◆ What is needed
Working from the top of the records below, reproduce each line exactly, ending once you have written the line containing "phrase -- building window".

◆ Supplied records
#####
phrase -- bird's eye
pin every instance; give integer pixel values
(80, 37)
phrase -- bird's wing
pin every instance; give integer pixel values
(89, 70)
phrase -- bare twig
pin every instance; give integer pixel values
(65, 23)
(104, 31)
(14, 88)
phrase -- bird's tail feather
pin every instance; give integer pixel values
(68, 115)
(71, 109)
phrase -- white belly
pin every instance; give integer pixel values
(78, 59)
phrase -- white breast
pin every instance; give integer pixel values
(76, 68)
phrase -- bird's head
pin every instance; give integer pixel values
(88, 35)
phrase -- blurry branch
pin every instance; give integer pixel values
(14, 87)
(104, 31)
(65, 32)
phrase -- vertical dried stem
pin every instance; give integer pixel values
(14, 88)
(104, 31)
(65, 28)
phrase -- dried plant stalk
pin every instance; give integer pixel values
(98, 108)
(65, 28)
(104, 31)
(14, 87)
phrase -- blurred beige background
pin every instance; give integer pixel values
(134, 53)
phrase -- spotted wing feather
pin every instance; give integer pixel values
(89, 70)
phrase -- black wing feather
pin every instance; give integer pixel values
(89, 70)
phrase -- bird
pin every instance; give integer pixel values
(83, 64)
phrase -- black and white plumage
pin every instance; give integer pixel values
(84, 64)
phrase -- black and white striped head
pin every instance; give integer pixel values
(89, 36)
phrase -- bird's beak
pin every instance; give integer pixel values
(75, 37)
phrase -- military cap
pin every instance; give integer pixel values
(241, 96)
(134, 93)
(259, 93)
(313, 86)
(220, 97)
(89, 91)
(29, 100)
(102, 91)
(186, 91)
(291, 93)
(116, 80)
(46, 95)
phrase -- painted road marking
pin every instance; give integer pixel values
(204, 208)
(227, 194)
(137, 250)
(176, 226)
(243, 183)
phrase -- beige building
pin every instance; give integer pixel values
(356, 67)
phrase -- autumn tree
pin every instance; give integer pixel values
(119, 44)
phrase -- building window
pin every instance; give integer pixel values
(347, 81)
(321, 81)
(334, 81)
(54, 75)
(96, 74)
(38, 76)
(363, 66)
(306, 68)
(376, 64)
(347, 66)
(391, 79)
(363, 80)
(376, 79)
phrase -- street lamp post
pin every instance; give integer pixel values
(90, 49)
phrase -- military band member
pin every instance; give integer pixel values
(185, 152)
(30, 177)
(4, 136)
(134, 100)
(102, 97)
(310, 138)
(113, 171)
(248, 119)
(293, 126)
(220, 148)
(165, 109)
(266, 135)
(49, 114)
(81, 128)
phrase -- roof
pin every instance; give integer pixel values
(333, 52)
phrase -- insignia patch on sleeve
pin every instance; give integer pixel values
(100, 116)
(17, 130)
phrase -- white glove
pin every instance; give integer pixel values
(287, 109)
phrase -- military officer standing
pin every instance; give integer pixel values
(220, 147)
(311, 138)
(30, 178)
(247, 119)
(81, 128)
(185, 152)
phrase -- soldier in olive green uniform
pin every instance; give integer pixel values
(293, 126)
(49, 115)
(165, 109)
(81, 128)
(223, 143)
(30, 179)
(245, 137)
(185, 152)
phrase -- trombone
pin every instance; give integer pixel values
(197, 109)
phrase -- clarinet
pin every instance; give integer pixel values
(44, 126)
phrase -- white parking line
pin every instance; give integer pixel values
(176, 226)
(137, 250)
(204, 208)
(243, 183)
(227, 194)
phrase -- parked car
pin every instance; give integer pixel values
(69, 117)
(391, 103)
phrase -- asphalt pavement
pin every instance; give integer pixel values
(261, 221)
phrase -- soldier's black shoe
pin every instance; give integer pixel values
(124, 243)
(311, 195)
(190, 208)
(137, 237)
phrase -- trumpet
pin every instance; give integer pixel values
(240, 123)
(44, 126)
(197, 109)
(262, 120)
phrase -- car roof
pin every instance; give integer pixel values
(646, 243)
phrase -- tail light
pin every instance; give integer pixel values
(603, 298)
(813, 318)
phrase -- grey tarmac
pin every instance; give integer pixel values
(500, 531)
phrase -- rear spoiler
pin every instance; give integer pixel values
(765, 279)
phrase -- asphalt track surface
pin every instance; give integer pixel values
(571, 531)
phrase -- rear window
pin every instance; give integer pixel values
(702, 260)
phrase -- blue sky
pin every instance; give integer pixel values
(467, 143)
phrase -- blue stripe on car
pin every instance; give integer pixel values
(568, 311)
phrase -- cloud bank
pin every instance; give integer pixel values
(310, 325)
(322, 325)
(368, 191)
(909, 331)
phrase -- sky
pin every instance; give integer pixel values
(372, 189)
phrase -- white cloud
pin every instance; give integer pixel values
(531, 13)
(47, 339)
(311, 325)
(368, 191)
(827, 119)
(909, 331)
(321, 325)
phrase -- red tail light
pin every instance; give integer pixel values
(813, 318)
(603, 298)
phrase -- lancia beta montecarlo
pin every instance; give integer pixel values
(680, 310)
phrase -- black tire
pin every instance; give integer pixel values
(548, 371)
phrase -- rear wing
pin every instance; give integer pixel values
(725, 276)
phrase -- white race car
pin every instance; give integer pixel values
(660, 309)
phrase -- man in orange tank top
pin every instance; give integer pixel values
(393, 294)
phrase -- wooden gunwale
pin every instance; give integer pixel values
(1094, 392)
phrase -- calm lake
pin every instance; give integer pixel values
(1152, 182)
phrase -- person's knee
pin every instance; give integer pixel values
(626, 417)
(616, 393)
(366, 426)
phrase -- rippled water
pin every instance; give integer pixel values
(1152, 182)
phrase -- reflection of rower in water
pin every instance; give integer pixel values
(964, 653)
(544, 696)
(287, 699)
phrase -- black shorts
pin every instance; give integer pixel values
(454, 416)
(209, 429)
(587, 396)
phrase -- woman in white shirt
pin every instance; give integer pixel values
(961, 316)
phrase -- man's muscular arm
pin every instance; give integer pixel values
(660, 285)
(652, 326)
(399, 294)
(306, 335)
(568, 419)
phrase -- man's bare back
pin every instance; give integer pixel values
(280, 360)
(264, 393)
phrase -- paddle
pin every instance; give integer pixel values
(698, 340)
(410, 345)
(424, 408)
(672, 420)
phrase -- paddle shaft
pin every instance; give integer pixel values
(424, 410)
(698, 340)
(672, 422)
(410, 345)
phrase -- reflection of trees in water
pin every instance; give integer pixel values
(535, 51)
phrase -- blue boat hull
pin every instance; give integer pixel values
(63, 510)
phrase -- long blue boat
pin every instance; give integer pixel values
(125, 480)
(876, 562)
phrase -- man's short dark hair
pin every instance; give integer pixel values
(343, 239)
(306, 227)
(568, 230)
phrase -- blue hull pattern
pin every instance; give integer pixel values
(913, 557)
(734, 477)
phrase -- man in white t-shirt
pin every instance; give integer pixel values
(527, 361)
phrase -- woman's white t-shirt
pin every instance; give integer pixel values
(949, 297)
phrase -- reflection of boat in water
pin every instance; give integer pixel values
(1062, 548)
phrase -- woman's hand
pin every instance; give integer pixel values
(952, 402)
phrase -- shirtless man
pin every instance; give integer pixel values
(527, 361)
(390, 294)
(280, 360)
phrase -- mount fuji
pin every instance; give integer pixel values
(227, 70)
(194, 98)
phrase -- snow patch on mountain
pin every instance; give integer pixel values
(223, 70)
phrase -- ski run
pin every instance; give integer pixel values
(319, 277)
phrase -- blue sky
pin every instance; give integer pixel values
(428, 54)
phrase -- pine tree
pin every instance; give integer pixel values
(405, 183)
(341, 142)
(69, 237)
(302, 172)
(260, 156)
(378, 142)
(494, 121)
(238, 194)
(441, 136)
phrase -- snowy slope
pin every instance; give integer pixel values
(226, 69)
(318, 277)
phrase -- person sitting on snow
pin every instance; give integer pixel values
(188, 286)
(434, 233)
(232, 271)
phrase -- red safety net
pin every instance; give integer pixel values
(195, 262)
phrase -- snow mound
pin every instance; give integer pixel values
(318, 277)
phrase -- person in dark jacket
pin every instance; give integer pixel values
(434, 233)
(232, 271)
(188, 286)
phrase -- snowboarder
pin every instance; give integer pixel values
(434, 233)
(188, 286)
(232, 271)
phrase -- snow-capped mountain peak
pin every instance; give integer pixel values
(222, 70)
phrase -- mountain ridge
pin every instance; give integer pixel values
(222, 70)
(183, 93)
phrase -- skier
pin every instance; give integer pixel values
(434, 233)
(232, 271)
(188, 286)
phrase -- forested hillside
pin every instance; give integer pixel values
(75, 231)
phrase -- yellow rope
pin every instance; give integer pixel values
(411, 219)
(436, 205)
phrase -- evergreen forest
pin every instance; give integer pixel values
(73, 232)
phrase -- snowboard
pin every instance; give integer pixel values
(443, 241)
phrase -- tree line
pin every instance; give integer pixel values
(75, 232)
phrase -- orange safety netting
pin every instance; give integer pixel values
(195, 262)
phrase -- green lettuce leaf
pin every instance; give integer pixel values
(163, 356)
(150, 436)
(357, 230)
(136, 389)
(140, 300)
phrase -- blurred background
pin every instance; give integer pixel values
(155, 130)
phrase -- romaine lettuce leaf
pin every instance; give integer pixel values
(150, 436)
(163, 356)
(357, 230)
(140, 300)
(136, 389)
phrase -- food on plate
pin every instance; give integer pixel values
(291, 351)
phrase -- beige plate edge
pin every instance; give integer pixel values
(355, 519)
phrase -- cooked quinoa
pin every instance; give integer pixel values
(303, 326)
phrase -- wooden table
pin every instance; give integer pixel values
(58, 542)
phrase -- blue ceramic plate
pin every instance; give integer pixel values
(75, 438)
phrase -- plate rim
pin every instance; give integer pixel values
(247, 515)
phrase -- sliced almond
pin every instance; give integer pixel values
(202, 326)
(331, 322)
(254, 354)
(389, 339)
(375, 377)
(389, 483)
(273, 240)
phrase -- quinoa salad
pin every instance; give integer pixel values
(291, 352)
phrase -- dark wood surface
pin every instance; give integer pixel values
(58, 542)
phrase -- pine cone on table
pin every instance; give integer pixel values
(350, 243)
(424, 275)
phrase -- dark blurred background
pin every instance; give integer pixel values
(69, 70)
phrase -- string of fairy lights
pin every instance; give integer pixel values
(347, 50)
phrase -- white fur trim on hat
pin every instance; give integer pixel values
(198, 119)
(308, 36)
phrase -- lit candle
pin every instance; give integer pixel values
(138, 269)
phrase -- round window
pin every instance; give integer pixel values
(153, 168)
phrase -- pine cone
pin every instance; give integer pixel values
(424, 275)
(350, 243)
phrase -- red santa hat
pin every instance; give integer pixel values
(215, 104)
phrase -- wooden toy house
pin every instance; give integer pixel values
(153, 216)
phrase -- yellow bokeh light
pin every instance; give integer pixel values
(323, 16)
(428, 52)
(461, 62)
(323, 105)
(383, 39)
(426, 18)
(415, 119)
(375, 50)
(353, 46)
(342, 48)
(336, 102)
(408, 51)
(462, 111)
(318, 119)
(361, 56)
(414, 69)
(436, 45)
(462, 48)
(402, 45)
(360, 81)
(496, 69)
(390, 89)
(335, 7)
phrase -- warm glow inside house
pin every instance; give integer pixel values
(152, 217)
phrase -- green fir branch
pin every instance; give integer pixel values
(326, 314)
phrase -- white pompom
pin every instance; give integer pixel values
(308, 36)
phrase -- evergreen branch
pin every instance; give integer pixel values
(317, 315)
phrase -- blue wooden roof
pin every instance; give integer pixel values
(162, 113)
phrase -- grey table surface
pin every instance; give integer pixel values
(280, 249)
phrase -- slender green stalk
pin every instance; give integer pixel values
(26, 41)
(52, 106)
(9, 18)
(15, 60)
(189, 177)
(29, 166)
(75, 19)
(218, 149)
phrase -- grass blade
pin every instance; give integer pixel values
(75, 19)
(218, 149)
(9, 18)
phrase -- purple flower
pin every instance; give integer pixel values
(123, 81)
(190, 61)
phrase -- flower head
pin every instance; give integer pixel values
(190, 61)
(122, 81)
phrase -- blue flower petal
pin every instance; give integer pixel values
#####
◆ Task solution
phrase -- bird's eye
pin every instance; give integer pixel values
(80, 37)
phrase -- bird's wing
pin every instance; give integer pixel values
(89, 70)
phrase -- bare twig
pin every instance; give integer pixel values
(65, 23)
(104, 31)
(14, 88)
phrase -- bird's tail feather
pin every instance; give integer pixel values
(68, 115)
(71, 109)
phrase -- white belly
pin every instance; give integer pixel values
(78, 59)
phrase -- white breast
pin every instance; give integer pixel values
(76, 68)
phrase -- bird's head
pin every instance; give integer pixel values
(88, 35)
phrase -- blurry branch
pin every instance; give integer pixel values
(14, 87)
(104, 31)
(65, 32)
phrase -- vertical dried stem
pin every instance; give integer pixel values
(14, 88)
(104, 31)
(65, 28)
phrase -- dried plant stalk
pin every instance; give integer pixel values
(98, 108)
(65, 28)
(104, 31)
(14, 87)
phrase -- blurred beige background
pin every instance; give integer pixel values
(134, 53)
phrase -- spotted wing feather
pin every instance; give integer pixel values
(89, 70)
phrase -- black wing feather
pin every instance; give integer pixel values
(89, 70)
phrase -- bird
pin every instance; give integer pixel values
(83, 64)
phrase -- black and white plumage
pin every instance; give integer pixel values
(84, 64)
phrase -- black and white striped head
pin every instance; give integer pixel values
(89, 36)
phrase -- bird's beak
pin every instance; give integer pixel values
(75, 37)
phrase -- military cap
pin every instance; give integer pixel values
(241, 96)
(134, 93)
(259, 93)
(313, 86)
(220, 97)
(89, 91)
(29, 100)
(102, 91)
(186, 91)
(291, 93)
(116, 80)
(46, 95)
phrase -- painted road marking
pin every instance; give integer pixel values
(204, 208)
(227, 194)
(137, 250)
(176, 226)
(243, 183)
phrase -- beige building
pin every instance; give integer pixel values
(356, 67)
phrase -- autumn tree
pin every instance; give integer pixel values
(119, 44)
phrase -- building window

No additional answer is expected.